DATA IN THIS EXERCISE>

- Opening Delimiter -

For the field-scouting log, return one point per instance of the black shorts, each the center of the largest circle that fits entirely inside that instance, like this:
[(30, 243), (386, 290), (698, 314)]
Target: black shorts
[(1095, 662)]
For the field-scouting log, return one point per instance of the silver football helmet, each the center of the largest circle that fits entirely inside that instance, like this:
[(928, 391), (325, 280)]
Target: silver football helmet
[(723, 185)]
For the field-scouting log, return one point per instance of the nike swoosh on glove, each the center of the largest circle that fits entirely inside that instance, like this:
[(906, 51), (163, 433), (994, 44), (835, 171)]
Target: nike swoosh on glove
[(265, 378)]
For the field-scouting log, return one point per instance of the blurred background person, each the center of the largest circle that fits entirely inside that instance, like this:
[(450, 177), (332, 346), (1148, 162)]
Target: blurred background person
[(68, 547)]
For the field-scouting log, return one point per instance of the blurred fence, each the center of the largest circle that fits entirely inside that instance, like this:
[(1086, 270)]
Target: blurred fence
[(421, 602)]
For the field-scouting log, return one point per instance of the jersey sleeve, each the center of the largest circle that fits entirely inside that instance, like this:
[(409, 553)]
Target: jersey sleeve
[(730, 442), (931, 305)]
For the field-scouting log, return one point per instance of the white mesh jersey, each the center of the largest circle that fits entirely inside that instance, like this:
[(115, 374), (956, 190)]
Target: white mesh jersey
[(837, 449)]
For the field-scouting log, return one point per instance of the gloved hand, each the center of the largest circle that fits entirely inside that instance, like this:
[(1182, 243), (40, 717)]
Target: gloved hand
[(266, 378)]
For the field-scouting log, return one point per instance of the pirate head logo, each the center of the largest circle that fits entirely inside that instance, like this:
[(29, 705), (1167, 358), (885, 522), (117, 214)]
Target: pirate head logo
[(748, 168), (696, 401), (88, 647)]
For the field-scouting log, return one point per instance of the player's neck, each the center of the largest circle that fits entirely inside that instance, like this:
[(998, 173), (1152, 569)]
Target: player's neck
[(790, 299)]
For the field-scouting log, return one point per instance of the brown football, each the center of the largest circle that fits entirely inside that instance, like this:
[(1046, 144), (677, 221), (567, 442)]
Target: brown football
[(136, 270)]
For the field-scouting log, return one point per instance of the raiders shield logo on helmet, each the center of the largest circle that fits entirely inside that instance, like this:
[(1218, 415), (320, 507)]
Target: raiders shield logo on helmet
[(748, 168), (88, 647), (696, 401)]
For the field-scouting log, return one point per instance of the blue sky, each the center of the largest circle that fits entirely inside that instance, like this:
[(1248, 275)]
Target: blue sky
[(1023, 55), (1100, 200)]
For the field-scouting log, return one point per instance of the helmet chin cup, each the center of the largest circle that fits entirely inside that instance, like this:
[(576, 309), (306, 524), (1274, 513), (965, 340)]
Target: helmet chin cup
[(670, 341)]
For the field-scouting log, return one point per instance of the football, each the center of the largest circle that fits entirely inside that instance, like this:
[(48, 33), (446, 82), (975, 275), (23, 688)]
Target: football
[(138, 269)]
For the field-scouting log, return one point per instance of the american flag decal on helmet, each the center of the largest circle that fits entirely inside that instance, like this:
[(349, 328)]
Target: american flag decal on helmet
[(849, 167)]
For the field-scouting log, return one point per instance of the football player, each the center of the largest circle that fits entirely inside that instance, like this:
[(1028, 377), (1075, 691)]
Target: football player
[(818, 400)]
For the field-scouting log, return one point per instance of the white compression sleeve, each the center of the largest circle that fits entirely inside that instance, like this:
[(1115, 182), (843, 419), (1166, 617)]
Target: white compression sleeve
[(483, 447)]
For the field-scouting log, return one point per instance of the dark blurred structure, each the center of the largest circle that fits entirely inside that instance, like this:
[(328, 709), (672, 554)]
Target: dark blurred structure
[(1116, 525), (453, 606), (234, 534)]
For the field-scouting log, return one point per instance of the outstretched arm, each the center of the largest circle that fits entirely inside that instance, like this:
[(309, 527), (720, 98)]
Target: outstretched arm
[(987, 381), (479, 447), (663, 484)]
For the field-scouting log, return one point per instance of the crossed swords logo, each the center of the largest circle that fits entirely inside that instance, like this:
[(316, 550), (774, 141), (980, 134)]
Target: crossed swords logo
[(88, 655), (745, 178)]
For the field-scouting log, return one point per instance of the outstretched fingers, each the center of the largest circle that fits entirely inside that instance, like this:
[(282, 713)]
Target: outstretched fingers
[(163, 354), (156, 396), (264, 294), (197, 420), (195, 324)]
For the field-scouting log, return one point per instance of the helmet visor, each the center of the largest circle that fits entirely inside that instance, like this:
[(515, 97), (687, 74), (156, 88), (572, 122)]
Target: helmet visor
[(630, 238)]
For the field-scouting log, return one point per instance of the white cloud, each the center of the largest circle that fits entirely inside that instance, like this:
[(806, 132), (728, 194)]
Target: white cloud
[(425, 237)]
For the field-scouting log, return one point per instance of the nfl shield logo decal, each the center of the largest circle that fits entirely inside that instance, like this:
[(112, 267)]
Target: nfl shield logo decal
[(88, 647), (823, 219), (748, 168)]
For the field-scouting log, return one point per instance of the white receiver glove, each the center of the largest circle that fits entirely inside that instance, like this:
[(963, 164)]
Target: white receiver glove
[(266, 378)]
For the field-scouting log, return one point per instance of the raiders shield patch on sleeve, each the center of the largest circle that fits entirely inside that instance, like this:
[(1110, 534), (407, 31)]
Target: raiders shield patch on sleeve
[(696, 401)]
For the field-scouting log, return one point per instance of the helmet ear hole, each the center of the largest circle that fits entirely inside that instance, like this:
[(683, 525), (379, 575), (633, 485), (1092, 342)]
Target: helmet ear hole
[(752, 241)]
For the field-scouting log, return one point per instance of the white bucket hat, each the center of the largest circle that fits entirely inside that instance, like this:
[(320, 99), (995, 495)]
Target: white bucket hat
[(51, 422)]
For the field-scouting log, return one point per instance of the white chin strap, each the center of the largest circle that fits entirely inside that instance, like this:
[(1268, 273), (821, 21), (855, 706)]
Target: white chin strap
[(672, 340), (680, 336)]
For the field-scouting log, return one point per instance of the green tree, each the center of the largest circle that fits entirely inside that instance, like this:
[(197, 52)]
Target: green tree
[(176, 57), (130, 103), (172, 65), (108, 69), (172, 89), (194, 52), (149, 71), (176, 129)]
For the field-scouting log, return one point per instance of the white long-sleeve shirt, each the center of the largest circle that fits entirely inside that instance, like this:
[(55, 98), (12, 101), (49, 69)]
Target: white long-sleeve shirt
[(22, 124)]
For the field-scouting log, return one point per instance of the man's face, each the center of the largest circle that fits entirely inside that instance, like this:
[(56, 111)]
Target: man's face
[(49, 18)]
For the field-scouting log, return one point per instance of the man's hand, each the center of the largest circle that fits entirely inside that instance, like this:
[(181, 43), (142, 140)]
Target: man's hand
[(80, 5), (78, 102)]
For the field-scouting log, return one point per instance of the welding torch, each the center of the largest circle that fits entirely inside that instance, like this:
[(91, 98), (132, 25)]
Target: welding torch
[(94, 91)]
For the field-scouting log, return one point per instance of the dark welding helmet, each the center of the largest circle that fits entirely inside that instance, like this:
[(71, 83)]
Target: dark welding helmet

- Closing Delimiter -

TASK BRIEF>
All records above are to be printed exactly, with nothing omitted.

TASK SOLUTION>
For the field-scouting log, return one point per instance of the black shorts, each the center of the largest circle that fits entirely inside that instance, like this:
[(30, 243), (386, 290), (698, 314)]
Target: black shorts
[(1095, 662)]
For the field-scouting log, return one point per instance of the silver football helmet, each the center of the largest circle that fits entirely inside that instance, like this:
[(928, 391), (325, 280)]
Target: silver football helmet
[(723, 185)]
For the field-scouting log, return one point per instance of the nike swoosh on glove, each the center of the largest circle that fits entirely inside that instance, like this:
[(906, 51), (163, 433), (994, 44), (835, 171)]
Target: nike swoosh on glove
[(265, 378)]
For the field-scouting log, return one point per instance of the blurred background person, each the center of the largest circle that fits entirely inside that instance, like this:
[(450, 177), (332, 346), (1148, 162)]
Target: blurred background person
[(68, 547)]
For the field-scouting log, return one point per instance of the blurred fence, each the center of the largest circle that fits entirely inside that instance, like this:
[(1086, 270)]
Target: blurred fence
[(421, 602)]
For the field-scouting log, return one point per instance of the jersey sleeve, each the center of the largest circle that fits entirely inside that instance, like this:
[(409, 553)]
Target: jersey sleeve
[(730, 442), (931, 305)]
For the field-scouting log, return one point per instance of the white mesh jersey, each the center of the largest circle that fits entirely inside that instance, like this:
[(115, 374), (956, 190)]
Target: white mesh jersey
[(837, 449)]
For the field-scouting log, return one point per instance of the gloved hand, each the center of the largest circle that fits entirely inside that instance, like this:
[(1182, 243), (40, 717)]
Target: gloved hand
[(266, 378)]
For the field-scouting log, return one point per instance of the pirate head logo, each the center of the largest circle that fits entirely inside that instance, like this:
[(29, 705), (1167, 358), (885, 522), (117, 214)]
Target: pirate head logo
[(748, 168), (696, 401), (88, 647)]
For the field-scouting log, return one point per instance of the player's neck, each the center of the largest circle that fits entirely inside that instance, like this:
[(998, 173), (1152, 569)]
Target: player's neck
[(790, 299)]
For the field-scouting log, return one point per instance of the brown football, each the center of the largest circle that fits entirely inside that instance, like this:
[(1046, 144), (677, 221), (567, 442)]
Target: brown football
[(136, 270)]
For the field-scouting log, return one point per instance of the raiders shield logo on helmet, each the center of the largest circle that fits entirely inside that instance, like this:
[(1218, 415), (320, 507)]
Target: raiders shield logo on helmet
[(748, 168), (88, 647), (696, 401)]
For the field-scouting log, return one point per instance of the blue sky, each the center of the largest circle that fits entirely inside that instance, like this:
[(1248, 275)]
Target: blue sky
[(1023, 55), (1100, 200)]
For the field-scouting log, return one point per instance of the helmet chin cup, each the center of the largest circle that fits entirely inside that instance, like this:
[(576, 309), (306, 524), (1274, 513), (965, 340)]
Target: helmet chin cup
[(670, 341)]
For the field-scouting log, return one point per instance of the football, each the center of the largest circle that fits entirely inside that instance, like this:
[(48, 33), (446, 82), (975, 275), (23, 688)]
Target: football
[(138, 269)]
For the field-scouting log, return one point per instance of the american flag decal on helmet, each the center of the largest circle that fits entirely inside that instance, like this:
[(349, 328)]
Target: american flag decal on helmet
[(849, 167)]
For the field-scouting log, return one point per instance of the football player, each the center of the largest circle that fits entirely inside that instance, like this:
[(1028, 377), (1075, 691)]
Target: football player
[(818, 400)]
For the field-scouting log, return one point per instance of the white compression sleeve, each the center of the largest circle that fits entirely inside that instance, like this:
[(1115, 182), (843, 419), (1166, 617)]
Target: white compression sleeve
[(483, 447)]
For the field-scouting log, return one point per instance of the dark blurred structure, each the center of the largest circle that fits entirely inside that instance, like this:
[(328, 709), (672, 554)]
Target: dark blurred structure
[(1116, 525), (453, 606), (234, 534)]
For the field-scouting log, return one point per instance of the outstretched arm, each the center of the largest circle that fits entirely inside that instance, like this:
[(309, 527), (720, 98)]
Target: outstretched arm
[(987, 381), (479, 447), (663, 484)]
For the field-scouting log, return one point per instance of the crossed swords logo, each the center of the largest circle that fits entirely inside that instance, like this:
[(316, 550), (774, 141), (980, 134)]
Target: crossed swords logo
[(88, 655), (745, 178)]
For the field-scouting log, return one point per instance of the outstretched fingers, each the center of the largest circle that fits entirely inside that instance, like this:
[(282, 713)]
Target: outstretched fingers
[(163, 354), (156, 396), (264, 294), (197, 420), (195, 324)]
For the field-scouting log, return one point per instance of the helmet visor, each the center of the largest circle that fits entirely inside that instance, like this:
[(515, 97), (687, 74), (156, 88), (572, 122)]
Target: helmet visor
[(630, 238)]
For the field-scouting log, return one point per instance of the white cloud, each the center of the largest circle that fits entirely inside that instance, like this:
[(806, 132), (728, 194)]
Target: white cloud
[(425, 237)]
For the field-scouting log, return one point per instance of the nfl shield logo decal, each the center of the largest circle that fits entirely inside that instance, like this:
[(112, 267)]
Target: nfl shield logo decal
[(88, 647), (823, 219), (748, 168)]
For the field-scouting log, return one point per instance of the white receiver glove, each the center of the largest circle that fits entirely inside that instance, like this:
[(963, 164)]
Target: white receiver glove
[(266, 378)]
For the field-scouting log, return one point per instance of the raiders shield patch on sleeve, each the center of the largest circle that fits entirely inside that instance, like this:
[(1110, 534), (407, 31)]
Target: raiders shield patch on sleeve
[(696, 401)]
For the field-scouting log, return one point per instance of the helmet ear hole, each the center of the largest circle that fits entirely inside that instance, like this:
[(683, 525), (379, 575), (633, 485), (1092, 342)]
Target: helmet ear hole
[(752, 241)]
For the field-scouting log, return one point per instance of the white bucket hat, each the center of the largest circle that fits entirely inside that instance, like this:
[(320, 99), (995, 495)]
Target: white bucket hat
[(51, 422)]
For the field-scouting log, return one point per instance of the white chin strap, each the center of the largest circle that fits entirely inside that instance, like this:
[(1268, 273), (821, 21), (855, 706)]
Target: white chin strap
[(672, 340), (680, 336)]
For the field-scouting log, return one point per instance of the green tree, each the center of the largest circle that fits entirely inside that instance, like this:
[(197, 52)]
Target: green tree
[(176, 57), (130, 103), (172, 65), (108, 69), (172, 89), (194, 52), (149, 71), (176, 129)]
For the field-scouting log, return one point per instance of the white long-sleeve shirt, each the center of the largest circle that fits entirely inside that instance, like this:
[(55, 98), (12, 101), (49, 69)]
Target: white long-sleeve shirt
[(22, 124)]
For the field-scouting log, return one point per instance of the man's face, each the center of the largest circle that fits entirely inside that instance, like this:
[(56, 111)]
Target: man's face
[(49, 18)]
For the field-scouting log, return one point per instance of the man's hand, each the center of the largest circle that fits entirely inside that instance, like this:
[(181, 43), (142, 140)]
Target: man's hand
[(80, 5), (78, 102)]
For the field-scouting log, return one point per instance of the welding torch, each the center of the largest circle that fits entirely inside that instance, like this:
[(91, 98), (132, 25)]
Target: welding torch
[(94, 91)]
For the field-scouting log, return one point per instance of the dark welding helmet, each the center of the largest circle that fits entirely inside that instance, like this:
[(71, 83)]
Target: dark welding helmet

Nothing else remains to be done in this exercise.